(AIM) The entries below are to be repeated exactly as they stand.

Pointing dataset excerpts
******************************
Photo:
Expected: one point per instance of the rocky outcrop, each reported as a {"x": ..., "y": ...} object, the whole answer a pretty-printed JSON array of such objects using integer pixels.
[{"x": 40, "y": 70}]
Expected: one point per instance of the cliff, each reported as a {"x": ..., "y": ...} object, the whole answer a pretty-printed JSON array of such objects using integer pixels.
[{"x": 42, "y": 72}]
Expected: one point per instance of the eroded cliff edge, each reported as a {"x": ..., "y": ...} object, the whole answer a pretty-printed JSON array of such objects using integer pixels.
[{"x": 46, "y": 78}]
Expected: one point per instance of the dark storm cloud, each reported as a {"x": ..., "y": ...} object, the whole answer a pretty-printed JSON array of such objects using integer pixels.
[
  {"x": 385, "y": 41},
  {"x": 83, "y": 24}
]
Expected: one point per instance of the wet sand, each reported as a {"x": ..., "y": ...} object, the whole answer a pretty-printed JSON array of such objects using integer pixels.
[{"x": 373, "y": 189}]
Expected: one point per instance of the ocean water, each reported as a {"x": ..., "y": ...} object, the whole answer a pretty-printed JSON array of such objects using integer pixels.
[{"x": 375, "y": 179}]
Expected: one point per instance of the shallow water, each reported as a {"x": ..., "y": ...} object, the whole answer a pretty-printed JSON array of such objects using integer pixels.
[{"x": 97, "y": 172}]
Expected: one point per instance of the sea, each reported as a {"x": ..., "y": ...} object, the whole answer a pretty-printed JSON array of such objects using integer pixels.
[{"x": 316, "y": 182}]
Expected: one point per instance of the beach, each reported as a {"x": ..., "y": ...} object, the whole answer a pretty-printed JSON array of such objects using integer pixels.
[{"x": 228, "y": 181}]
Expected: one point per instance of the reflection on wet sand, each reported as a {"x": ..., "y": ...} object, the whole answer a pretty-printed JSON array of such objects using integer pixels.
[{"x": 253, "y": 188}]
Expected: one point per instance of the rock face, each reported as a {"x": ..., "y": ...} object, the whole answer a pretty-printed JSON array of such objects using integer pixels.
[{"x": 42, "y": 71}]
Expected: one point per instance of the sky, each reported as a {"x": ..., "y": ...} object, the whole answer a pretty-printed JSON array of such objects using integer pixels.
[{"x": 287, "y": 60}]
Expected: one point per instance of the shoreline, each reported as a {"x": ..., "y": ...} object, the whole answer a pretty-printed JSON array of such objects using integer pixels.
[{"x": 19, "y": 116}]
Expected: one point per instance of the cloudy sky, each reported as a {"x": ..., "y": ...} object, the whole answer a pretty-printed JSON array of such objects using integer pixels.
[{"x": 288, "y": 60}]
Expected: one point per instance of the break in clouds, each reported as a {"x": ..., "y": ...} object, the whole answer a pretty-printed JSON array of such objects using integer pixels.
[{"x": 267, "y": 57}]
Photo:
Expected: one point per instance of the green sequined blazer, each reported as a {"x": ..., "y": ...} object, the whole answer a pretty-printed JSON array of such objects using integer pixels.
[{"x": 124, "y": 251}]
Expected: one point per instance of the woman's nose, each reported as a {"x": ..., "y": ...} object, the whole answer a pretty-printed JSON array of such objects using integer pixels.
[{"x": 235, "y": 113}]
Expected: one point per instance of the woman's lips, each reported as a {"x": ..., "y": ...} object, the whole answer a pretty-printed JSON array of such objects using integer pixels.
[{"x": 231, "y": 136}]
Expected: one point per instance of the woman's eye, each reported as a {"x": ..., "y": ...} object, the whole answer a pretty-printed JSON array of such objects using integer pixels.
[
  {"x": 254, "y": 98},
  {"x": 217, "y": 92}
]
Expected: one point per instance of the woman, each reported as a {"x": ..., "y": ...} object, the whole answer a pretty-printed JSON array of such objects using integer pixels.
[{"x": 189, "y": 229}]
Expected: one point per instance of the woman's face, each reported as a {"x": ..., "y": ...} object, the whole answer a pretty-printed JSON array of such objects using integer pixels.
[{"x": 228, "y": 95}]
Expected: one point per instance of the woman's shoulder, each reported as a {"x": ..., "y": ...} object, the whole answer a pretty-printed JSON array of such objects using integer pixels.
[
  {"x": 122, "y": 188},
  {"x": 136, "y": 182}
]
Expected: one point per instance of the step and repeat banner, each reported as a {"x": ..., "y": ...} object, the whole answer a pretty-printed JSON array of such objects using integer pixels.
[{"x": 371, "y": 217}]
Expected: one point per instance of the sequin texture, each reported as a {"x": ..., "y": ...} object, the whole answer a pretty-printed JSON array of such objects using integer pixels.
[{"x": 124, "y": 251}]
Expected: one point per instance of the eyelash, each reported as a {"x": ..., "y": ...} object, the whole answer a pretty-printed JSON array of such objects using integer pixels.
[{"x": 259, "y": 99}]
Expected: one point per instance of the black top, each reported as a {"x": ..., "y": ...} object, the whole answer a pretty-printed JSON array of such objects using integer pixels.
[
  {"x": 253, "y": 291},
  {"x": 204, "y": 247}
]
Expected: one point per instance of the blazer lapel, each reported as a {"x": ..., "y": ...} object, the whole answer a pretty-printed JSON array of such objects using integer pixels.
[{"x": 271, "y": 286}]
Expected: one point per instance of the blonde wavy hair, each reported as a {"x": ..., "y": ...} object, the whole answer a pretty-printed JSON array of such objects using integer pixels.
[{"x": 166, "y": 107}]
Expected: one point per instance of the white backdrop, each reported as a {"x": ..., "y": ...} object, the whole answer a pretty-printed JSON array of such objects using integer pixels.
******************************
(ANSWER IN FULL)
Photo:
Expected: one point per instance of the rocky outcrop, each reported as a {"x": ..., "y": ...} object, the whole answer a pretty-printed JSON array of such objects using integer pixels.
[{"x": 40, "y": 70}]
Expected: one point per instance of the cliff, each reported as a {"x": ..., "y": ...} object, the whole answer a pretty-printed JSON array of such objects using integer pixels.
[{"x": 42, "y": 72}]
Expected: one point per instance of the eroded cliff edge, each reported as a {"x": ..., "y": ...} object, the whole answer a pretty-printed JSON array of such objects using integer pixels.
[{"x": 46, "y": 78}]
Expected: one point per instance of the dark storm cloud, each reported as a {"x": ..., "y": ...} object, the whole answer a pretty-printed JSON array of such objects using integer pixels.
[
  {"x": 385, "y": 41},
  {"x": 83, "y": 24}
]
Expected: one point per instance of the wet sand, each reported as a {"x": ..., "y": ...} object, the whole answer a pretty-printed JSON array of such objects using integer pixels.
[{"x": 373, "y": 189}]
Expected: one point per instance of the ocean water, each reported as a {"x": ..., "y": ...} object, the whole answer a pretty-printed JSON array of such objects using integer pixels.
[{"x": 375, "y": 179}]
Expected: one point per instance of the shallow water, each reported as a {"x": ..., "y": ...} object, the whole answer a pretty-printed JSON array of such objects using integer pixels.
[{"x": 97, "y": 172}]
Expected: one point per instance of the sea, each reported as a {"x": ..., "y": ...} object, the whole answer a pretty-printed JSON array of such objects using integer pixels.
[{"x": 316, "y": 182}]
Expected: one point per instance of the beach, each reported as a {"x": ..., "y": ...} object, the whole answer a pretty-printed JSON array of such objects using integer pixels.
[{"x": 228, "y": 181}]
Expected: one point per instance of the reflection on wet sand, each reported as a {"x": ..., "y": ...} object, the whole answer a pretty-printed JSON array of such objects using integer pixels.
[{"x": 253, "y": 188}]
Expected: one point per instance of the rock face, each reported as a {"x": ..., "y": ...} object, the whole answer a pretty-printed JSON array of such objects using integer pixels.
[{"x": 42, "y": 71}]
Expected: one point per instance of the sky, each reported as a {"x": ..., "y": ...} object, the whole answer a pretty-printed JSON array of such objects using integer pixels.
[{"x": 287, "y": 60}]
Expected: one point per instance of the shoreline, each reported as a {"x": ..., "y": ...} object, the whole answer a pretty-printed JSON array of such objects using integer pixels.
[{"x": 19, "y": 116}]
Expected: one point per instance of the cloudy sky, each reported as a {"x": ..., "y": ...} object, the whole answer a pretty-printed JSON array of such objects using integer pixels.
[{"x": 288, "y": 60}]
Expected: one point per instance of the break in clouds, each reported as a {"x": ..., "y": ...} object, the whole answer a pretty-printed JSON array of such objects using integer pixels.
[{"x": 267, "y": 57}]
Photo:
Expected: one point per instance of the green sequined blazer, each reported as a {"x": ..., "y": ...} object, the whole answer a pretty-printed JSON array of such objects using integer pixels.
[{"x": 124, "y": 251}]
Expected: one point per instance of the woman's nose, each reported as a {"x": ..., "y": ...} object, the whole answer a pretty-printed JSON array of such objects using integer pixels.
[{"x": 235, "y": 113}]
Expected: one point per instance of the woman's lips, each reported as a {"x": ..., "y": ...} object, the whole answer a pretty-printed JSON array of such objects using integer pixels.
[{"x": 231, "y": 136}]
Expected: one point per instance of the woman's eye, each reported as a {"x": ..., "y": ...} object, the whole answer a pretty-printed JSON array of such objects using integer pixels.
[
  {"x": 254, "y": 98},
  {"x": 217, "y": 92}
]
Expected: one point per instance of the woman, each reported as a {"x": ..., "y": ...} object, the whole answer a pretty-printed JSON array of such objects using integer pixels.
[{"x": 189, "y": 229}]
Expected: one point per instance of the woman's face, each reported as a {"x": ..., "y": ...} object, the whole answer a pretty-printed JSON array of such objects using integer pixels.
[{"x": 228, "y": 95}]
Expected: one point per instance of the woman's shoulder, each reported as a {"x": ..., "y": ...} object, the whole answer a pretty-printed JSON array of such objects using integer pixels.
[
  {"x": 122, "y": 188},
  {"x": 136, "y": 182}
]
Expected: one point per instance of the step and repeat banner, each reported as a {"x": ..., "y": ...} object, the whole answer a pretty-printed JSON array of such objects using integer pixels.
[{"x": 371, "y": 217}]
Expected: one point per instance of the sequin texture, each reported as a {"x": ..., "y": ...} object, the whole answer a pretty-printed JSON array of such objects using integer pixels.
[{"x": 124, "y": 251}]
Expected: one point per instance of the eyelash, each reported as a {"x": ..., "y": ...} object, the whole answer a pretty-printed JSON array of such objects using integer pixels.
[{"x": 259, "y": 99}]
Expected: one point per instance of the black top, each reported as a {"x": ..., "y": ...} object, the whole answer a pretty-printed JSON array of such objects using integer pixels.
[
  {"x": 253, "y": 291},
  {"x": 204, "y": 247}
]
Expected: one point per instance of the blazer lapel, each reported as a {"x": ..., "y": ...} object, the whole answer a pretty-printed JSON array of such objects using integer pixels.
[{"x": 271, "y": 286}]
Expected: one point per instance of the blonde wavy hair, each reported as a {"x": ..., "y": ...} object, the whole answer a pretty-printed JSON array of such objects using integer pixels.
[{"x": 166, "y": 107}]
Expected: one point per instance of the white backdrop, each reported as a {"x": ..., "y": ...} object, the whole answer a pretty-printed JSON array of such objects using integer pixels.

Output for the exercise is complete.